■ **JOB**: Retype all of the data below word for word, changing nothing.

■ **MATERIAL SHOWN**:
····················
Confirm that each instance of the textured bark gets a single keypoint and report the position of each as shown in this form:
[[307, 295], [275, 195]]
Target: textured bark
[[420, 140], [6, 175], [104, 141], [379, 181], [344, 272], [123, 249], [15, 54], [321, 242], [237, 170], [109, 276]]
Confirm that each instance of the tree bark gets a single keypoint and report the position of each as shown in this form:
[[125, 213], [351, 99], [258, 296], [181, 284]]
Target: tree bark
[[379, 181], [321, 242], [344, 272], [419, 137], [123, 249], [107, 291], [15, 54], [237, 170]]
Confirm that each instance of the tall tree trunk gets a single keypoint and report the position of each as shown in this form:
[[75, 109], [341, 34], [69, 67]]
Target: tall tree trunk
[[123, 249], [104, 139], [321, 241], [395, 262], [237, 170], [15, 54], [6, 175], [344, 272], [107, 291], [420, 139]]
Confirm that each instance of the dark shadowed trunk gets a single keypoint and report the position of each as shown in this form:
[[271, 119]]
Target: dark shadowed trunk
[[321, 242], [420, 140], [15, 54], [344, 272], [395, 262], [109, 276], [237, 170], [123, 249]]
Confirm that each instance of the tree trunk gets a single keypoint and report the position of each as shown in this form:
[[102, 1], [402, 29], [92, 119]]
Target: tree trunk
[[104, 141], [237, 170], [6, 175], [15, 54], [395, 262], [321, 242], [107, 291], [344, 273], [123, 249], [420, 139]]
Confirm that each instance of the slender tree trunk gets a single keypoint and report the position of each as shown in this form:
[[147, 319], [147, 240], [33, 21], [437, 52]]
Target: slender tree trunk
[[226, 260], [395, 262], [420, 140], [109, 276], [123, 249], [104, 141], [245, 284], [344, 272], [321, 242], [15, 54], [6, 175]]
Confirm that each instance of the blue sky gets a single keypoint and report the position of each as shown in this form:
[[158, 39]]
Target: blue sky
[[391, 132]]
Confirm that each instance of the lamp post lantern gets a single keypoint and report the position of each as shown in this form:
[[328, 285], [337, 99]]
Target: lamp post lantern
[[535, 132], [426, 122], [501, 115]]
····················
■ **TASK RESULT**:
Confirm that each instance of the textured bark gets a single keypoint and report the position of each as shown in this form:
[[307, 295], [275, 195]]
Target: textured bark
[[420, 140], [6, 175], [104, 141], [379, 181], [344, 272], [123, 249], [15, 54], [321, 242], [237, 170], [109, 276]]
Confirm that each instance of the tree bark gets a single keypoint and report the position of each as shown in this form:
[[125, 213], [351, 99], [258, 296], [181, 284]]
Target: tree bark
[[379, 181], [321, 242], [344, 272], [419, 137], [123, 249], [107, 291], [15, 54], [237, 170]]
Confirm that each instance of the tall tree trunk gets a single keypoint and report the position of each as shown in this form:
[[75, 109], [341, 34], [69, 67]]
Target: tall tree trunk
[[123, 249], [104, 139], [321, 241], [395, 262], [237, 170], [15, 54], [6, 175], [344, 272], [107, 291], [420, 139]]
Confirm that each instance of the dark shadowed trunk gets a single keypoint and report the position of each as shown in this form:
[[271, 119]]
Target: dark shadowed trunk
[[321, 242], [420, 140], [15, 54], [344, 272], [395, 262], [109, 276], [237, 170], [123, 249]]
Confirm that each instance of the tree trunk gets a single keypoint and report the position of each as shown in this form:
[[102, 1], [402, 29], [92, 119]]
Target: tree trunk
[[104, 141], [237, 170], [6, 175], [15, 54], [395, 262], [321, 242], [107, 291], [344, 273], [123, 249], [420, 139]]
Confirm that each instance of the slender tree trunk gets a single keypoint and report the position of each as shown in this form:
[[147, 319], [147, 240], [33, 21], [437, 52]]
Target: slender tree trunk
[[226, 260], [395, 262], [420, 140], [109, 276], [123, 249], [104, 141], [245, 284], [344, 272], [321, 242], [15, 54], [6, 175]]
Confirm that each instance of the blue sky gets a single keypoint and report the position of each as shown in this form:
[[158, 39]]
Target: blue sky
[[391, 132]]
Confirm that each instance of the lamp post lantern gets a single keypoint and report the position of each as shown in this form:
[[328, 285], [337, 99]]
Target: lamp post lantern
[[535, 132], [426, 122], [501, 115]]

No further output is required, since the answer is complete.